» Extract provided:
Best Practices for robots.txt: A Complete SEO Guide

The robots.txt file tells search engine crawlers which parts of your site they can and cannot access. A properly configured robots.txt optimizes crawl budget, prevents indexing of sensitive pages, and ensures search engines spend their time crawling your most important content.

What Is robots.txt?

robots.txt is a plain text file placed at the root of your domain (example.com/robots.txt) that provides directives to web crawlers about which URLs they are allowed to crawl.

Location: Must be at the exact path /robots.txt — no subdirectories
Format: Plain text with specific syntax for user-agent and allow/disallow directives
Advisory, not enforced: robots.txt is a suggestion — well-behaved crawlers follow it, but malicious bots may ignore it
Not for security: Do not use robots.txt to hide sensitive content — it is publicly readable

Basic robots.txt Syntax

User-Agent

Specifies which crawler the rules apply to.

User-agent: * — applies to all crawlers
User-agent: Googlebot — applies only to Google’s crawler
User-agent: Bingbot — applies only to Bing’s crawler

Disallow

Tells crawlers not to access specific paths.

Disallow: /admin/ — blocks the entire /admin/ directory
Disallow: /private-page — blocks a specific URL path
Disallow: / — blocks the entire site
Disallow: (empty) — allows everything

Allow

Overrides a disallow for specific paths within a blocked directory.

» Stored data:
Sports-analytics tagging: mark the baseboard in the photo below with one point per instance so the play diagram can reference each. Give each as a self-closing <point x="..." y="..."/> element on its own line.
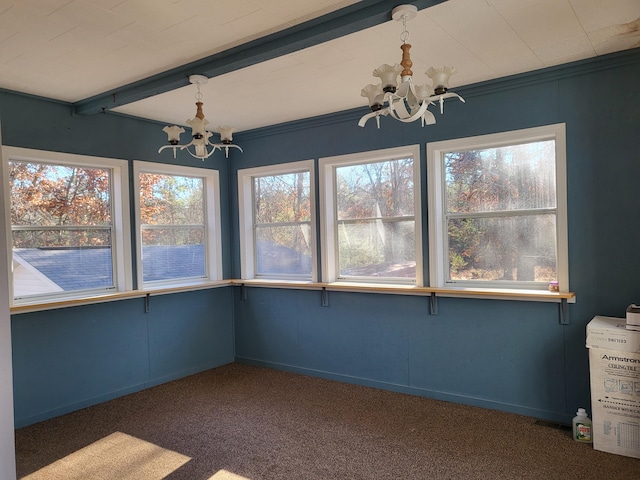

» Direction:
In the robots.txt guide, what effect does the directive "Disallow: /" have? Answer from the robots.txt guide alone, not from the listing.

» The response:
It blocks the entire site.